WHAT THIS TASK INVOLVES
Set down all of the entries exactly, leaving nothing out.

++++ PROVIDED INFORMATION

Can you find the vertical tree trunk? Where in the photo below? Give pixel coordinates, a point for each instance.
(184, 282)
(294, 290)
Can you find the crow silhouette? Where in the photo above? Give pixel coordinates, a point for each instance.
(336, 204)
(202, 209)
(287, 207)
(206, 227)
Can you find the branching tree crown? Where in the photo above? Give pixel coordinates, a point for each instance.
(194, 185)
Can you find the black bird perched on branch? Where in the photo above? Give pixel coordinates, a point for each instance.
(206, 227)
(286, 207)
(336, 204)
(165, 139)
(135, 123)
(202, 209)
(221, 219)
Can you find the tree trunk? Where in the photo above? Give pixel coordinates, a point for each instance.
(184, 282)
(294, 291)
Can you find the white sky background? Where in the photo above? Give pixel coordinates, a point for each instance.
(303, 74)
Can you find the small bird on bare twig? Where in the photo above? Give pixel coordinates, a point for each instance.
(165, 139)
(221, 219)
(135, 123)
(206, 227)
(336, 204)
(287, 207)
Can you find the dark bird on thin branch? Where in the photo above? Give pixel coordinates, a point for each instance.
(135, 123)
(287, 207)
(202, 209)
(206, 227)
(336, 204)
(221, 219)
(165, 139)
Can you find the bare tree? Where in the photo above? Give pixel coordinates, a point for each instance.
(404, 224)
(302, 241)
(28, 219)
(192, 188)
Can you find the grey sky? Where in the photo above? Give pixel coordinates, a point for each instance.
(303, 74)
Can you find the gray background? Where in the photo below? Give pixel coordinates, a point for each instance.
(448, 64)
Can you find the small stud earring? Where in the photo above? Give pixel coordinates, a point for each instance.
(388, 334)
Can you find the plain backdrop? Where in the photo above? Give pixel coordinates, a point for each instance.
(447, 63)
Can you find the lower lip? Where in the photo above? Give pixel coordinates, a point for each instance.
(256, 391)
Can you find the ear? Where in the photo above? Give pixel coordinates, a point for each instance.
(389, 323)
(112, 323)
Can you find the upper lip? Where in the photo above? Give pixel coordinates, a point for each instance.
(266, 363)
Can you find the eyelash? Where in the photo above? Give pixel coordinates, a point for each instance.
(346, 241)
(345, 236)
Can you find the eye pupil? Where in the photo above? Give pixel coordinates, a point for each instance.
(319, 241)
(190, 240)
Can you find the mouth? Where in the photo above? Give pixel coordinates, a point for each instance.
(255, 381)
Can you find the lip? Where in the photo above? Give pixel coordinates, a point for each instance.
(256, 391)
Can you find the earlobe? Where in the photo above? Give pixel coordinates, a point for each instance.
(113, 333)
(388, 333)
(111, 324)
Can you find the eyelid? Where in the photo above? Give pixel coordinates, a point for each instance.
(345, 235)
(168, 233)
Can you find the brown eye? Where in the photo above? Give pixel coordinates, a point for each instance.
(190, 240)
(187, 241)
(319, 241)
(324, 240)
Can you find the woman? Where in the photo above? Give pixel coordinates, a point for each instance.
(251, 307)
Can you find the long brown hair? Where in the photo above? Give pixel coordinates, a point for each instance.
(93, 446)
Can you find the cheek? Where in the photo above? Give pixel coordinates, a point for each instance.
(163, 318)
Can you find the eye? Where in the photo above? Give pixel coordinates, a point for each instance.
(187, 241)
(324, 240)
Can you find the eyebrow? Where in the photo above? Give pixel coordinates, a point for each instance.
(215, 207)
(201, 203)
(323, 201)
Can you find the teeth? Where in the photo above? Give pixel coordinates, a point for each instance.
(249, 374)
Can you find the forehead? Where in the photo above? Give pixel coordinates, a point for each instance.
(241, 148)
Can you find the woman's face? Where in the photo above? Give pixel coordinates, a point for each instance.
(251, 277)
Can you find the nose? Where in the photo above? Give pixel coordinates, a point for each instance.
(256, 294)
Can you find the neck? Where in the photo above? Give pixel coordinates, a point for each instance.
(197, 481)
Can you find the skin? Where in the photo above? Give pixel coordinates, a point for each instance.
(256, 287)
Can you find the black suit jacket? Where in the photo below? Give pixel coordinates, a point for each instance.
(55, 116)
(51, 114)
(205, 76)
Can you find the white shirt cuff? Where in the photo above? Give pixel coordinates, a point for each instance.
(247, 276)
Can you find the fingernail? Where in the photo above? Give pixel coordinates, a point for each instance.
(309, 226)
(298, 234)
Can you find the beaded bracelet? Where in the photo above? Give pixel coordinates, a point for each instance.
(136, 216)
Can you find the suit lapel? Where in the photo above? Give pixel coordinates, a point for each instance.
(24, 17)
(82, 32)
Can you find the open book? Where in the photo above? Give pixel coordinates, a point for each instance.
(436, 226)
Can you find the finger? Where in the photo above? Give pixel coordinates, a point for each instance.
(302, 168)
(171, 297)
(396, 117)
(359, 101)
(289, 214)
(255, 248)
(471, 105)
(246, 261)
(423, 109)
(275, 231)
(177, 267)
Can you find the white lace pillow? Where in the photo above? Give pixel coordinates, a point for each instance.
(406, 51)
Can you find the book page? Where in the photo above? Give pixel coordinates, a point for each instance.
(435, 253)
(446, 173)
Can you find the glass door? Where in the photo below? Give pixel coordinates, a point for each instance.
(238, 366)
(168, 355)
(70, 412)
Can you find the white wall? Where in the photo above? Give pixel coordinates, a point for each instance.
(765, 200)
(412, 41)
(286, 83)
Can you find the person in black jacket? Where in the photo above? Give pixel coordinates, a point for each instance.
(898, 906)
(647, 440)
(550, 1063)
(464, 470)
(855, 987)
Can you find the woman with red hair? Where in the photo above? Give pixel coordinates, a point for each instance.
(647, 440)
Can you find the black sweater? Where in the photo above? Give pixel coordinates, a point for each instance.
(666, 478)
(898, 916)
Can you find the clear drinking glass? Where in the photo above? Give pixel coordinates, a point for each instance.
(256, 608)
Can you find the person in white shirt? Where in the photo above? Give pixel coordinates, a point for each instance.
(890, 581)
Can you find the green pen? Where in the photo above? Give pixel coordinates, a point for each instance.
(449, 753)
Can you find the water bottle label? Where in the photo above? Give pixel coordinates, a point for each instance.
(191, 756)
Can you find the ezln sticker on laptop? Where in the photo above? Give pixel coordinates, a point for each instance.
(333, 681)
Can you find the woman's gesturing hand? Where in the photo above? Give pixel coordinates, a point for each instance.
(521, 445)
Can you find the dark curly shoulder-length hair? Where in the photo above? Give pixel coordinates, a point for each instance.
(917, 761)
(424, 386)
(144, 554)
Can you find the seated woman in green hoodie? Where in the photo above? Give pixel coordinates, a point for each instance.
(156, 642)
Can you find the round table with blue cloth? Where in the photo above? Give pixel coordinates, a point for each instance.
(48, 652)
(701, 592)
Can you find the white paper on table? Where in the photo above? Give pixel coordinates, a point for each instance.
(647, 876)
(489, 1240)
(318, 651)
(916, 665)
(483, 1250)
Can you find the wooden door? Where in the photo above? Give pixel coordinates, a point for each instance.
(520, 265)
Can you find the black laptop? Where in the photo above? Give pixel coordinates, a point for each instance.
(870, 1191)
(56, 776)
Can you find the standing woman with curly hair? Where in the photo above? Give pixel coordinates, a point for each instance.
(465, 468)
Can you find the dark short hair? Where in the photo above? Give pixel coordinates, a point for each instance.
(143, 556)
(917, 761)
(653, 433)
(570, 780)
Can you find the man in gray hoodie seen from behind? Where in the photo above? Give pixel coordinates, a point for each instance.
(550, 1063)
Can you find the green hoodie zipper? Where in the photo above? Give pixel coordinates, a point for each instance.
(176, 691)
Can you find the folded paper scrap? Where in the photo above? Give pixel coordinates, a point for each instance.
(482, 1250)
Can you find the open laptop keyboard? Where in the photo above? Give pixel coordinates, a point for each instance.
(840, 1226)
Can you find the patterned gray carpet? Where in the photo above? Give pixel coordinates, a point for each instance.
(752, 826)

++++++++

ANSWER TO THIS TASK
Can you find the vertical tree trunk? Where in the photo below? Give pixel coordinates, a point for each instance.
(184, 282)
(294, 290)
Can you find the crow silhouette? Where in the photo above? Give pixel coordinates, a point for each instance.
(336, 204)
(202, 209)
(287, 207)
(206, 227)
Can you find the branching tree crown? Where in the photo above? Give pixel coordinates, a point for each instance.
(194, 185)
Can you find the black bird perched on branch? Where in the photo above? Give pixel coordinates, a point for each instance.
(206, 227)
(286, 207)
(336, 204)
(165, 139)
(135, 123)
(202, 209)
(221, 219)
Can you find the tree trunk? Where in the photo above? Give pixel coordinates, a point for each instance.
(184, 282)
(294, 291)
Can you find the white sky background? Where in the photo above? Give pixel coordinates, a point for each instance.
(303, 74)
Can you find the small bird on bare twig? Where in the photo above? Give pixel coordinates, a point for each instance.
(165, 139)
(221, 219)
(135, 123)
(206, 227)
(336, 204)
(287, 207)
Can you find the dark bird on thin branch? Where in the photo above? Give pixel coordinates, a point for each instance.
(135, 123)
(287, 207)
(202, 209)
(206, 227)
(336, 204)
(221, 219)
(165, 139)
Can you find the bare tree? Where in the photo above? Give pixel coordinates, a point for each instance.
(404, 224)
(302, 241)
(28, 219)
(192, 188)
Can you find the grey sky? Where in the photo above? Give pixel coordinates, a point for each instance.
(303, 74)
Can you find the gray background? Where in the photo below? Give pixel coordinates, a point for each instance.
(448, 64)
Can you find the small stud earring? Where in the photo above? Give pixel coordinates, a point for each instance.
(388, 334)
Can you find the plain backdrop? Where in the photo above? Give pixel coordinates, a point for each instance.
(447, 63)
Can you find the lower lip? Where in the photo above? Give pixel coordinates, a point for each instance.
(256, 391)
Can you find the ear? Where in the photo above? Give pixel coordinates, a point for each instance.
(389, 323)
(112, 323)
Can you find the upper lip? Where in the photo above? Give pixel coordinates, a point for each instance.
(266, 363)
Can you find the eyelash? Where in the photo above? Give pixel coordinates, a point for each instance.
(346, 241)
(345, 236)
Can you find the eye pupil? Where in the photo above? Give pixel coordinates, a point for each instance.
(319, 241)
(190, 240)
Can you find the mouth? Where in the photo above? Give pixel coordinates, a point for each instance.
(255, 381)
Can you find the lip? Where in the photo above? Give pixel coordinates, a point for each instance.
(256, 391)
Can you find the earlobe? Where in the photo above? Give pixel coordinates, a point for each instance.
(113, 333)
(388, 333)
(111, 324)
Can you find the eyelid? Where in the photo above? Give pixel coordinates, a point for each instance.
(345, 235)
(168, 233)
Can you find the brown eye? Where in the photo above? Give pixel coordinates, a point for each instance.
(190, 240)
(187, 241)
(319, 241)
(324, 240)
Can you find the woman? Where in the photo above? Give pixel coordinates, a point for each instance.
(251, 307)
Can you find the long brown hair? Where in the photo above? Give pixel coordinates, a point for each instance.
(93, 446)
Can you find the cheek? Where in the photo above? Give pixel coordinates, a point for each instance.
(163, 318)
Can you find the eye? Where in the photo above? Give pixel coordinates, a point for each instance.
(187, 241)
(324, 240)
Can you find the eyebrow? Where in the photo above? Give pixel coordinates, a point for each instance.
(215, 207)
(201, 203)
(323, 201)
Can you find the teeth? Where in the photo above? Give pixel coordinates, a point for each instance.
(249, 374)
Can you find the forehead? Where in the photo above? Give pixel coordinates, a point for each instance.
(241, 148)
Can you find the woman's face? Where in the photo above? Give pixel coordinates, a point for each instance.
(251, 277)
Can you find the nose? Where in the photo above? Give pixel coordinates, a point for each instance.
(256, 294)
Can you find the neck? Where in the photo above? Give pixel coordinates, a point for each instance.
(197, 481)
Can you find the skin? Where in the photo above? Give pixel coordinates, a point for each instance.
(256, 287)
Can you find the black suit jacket? Where in the photo below? Give pixel coordinates, a point for each instance.
(55, 116)
(51, 114)
(205, 76)
Can you find the white shirt cuff? Where in the photo above? Give pixel coordinates, a point for each instance.
(247, 276)
Can you find the fingernail? Where in the photo above? Give pixel coordinates, a point for each instance.
(309, 226)
(298, 234)
Can you find the beaded bracelet? Where in the photo above? Give pixel coordinates, a point for each instance.
(136, 216)
Can you find the suit lapel? Where in the photo above? Give pixel coordinates, a point for each instance.
(24, 17)
(82, 32)
Can you find the open book? Where in the photo above? Give pixel coordinates, a point for each instance.
(436, 226)
Can you find the finger? Where in the photo above? Give pixel coordinates, a point for each instance.
(302, 168)
(171, 297)
(396, 117)
(359, 101)
(289, 214)
(255, 248)
(471, 105)
(246, 261)
(423, 109)
(275, 231)
(177, 267)
Can you find the white lace pillow? Where in the photo above? Give pixel coordinates, a point for each instance.
(406, 51)
Can you find the book page? Where in the photo above? Give pixel coordinates, a point for each instance.
(435, 253)
(446, 173)
Can you find the glass door? Where in the photo below? Give pixel coordinates, a point for each instance.
(238, 366)
(168, 355)
(70, 412)
Can you find the white wall? Where in the photo above? Give pixel coordinates, a point for each instance.
(765, 200)
(412, 41)
(286, 83)
Can you find the person in black jacket? Where in the photo above? Give pixel coordinates, a point for each instance.
(898, 906)
(647, 440)
(550, 1063)
(464, 470)
(855, 987)
Can you find the woman with red hair? Where in the photo above? Give pixel coordinates, a point for each instance.
(647, 440)
Can you find the black sweater? Where in the photo above? Give pixel coordinates, a point for each instance.
(666, 478)
(898, 916)
Can you find the clear drinking glass? Where in the photo above? Give pixel coordinates, a point for each instance.
(256, 608)
Can you find the person in white shirt? Where in the photo above? Give pixel coordinates, a point for each instance.
(890, 581)
Can you find the green pen? Where in the photo above? Give pixel coordinates, a point for each instance.
(449, 753)
Can you find the water bottle label? Where in the photo above? Give pixel coordinates, a point for each instance.
(191, 756)
Can you find the ezln sticker on laptop? Where in the photo above? Give pixel coordinates, a point for each instance.
(333, 681)
Can you find the woman's gesturing hand? Where in the photo above? Give pixel coordinates, a point for each instance.
(521, 445)
Can you find the dark curly shoulder-length hair? Where in the photo above? Give pixel coordinates, a point for each instance.
(917, 761)
(424, 386)
(144, 554)
Can you find the seated woman in green hoodie? Where in the photo above? Give pixel coordinates, a point for each instance.
(156, 642)
Can you find the round table with blue cloth? Where in the photo above? Give pixel coordinates, a point for each instance.
(48, 652)
(701, 592)
Can you find the white paper on table? Where in the photo above? Give pixel coordinates, a point for each instance.
(647, 876)
(489, 1240)
(318, 651)
(916, 665)
(483, 1250)
Can you find the wooden door? Where in the photo above? Give pixel coordinates, a point for each instance.
(520, 265)
Can you find the black laptop? Where in the photo above? Give pixel coordinates, a point for each instance.
(870, 1191)
(56, 776)
Can you find the standing woman with curly hair? Where in the photo above? Give pixel coordinates, a point for each instance.
(465, 468)
Can you find the dark short hair? Where in the photo above? Give pixel coordinates, a point for each instance.
(143, 556)
(917, 761)
(653, 433)
(570, 780)
Can you find the man in gray hoodie seen from behind? Where in the photo above? Give pixel coordinates, a point for each instance.
(550, 1063)
Can you find the green hoodie zipper? Where in the photo above? Give pixel coordinates, a point for each instance.
(176, 691)
Can you find the folded paper scrap? Where in the photo above? Give pixel coordinates, a point for each instance.
(482, 1250)
Can you find the open laptop keyboard? Where in the photo above? Give pixel coordinates, a point for each instance.
(840, 1226)
Can you find the patterned gray carpet? Where in the photo above? Give pixel coordinates, a point for each instance.
(752, 826)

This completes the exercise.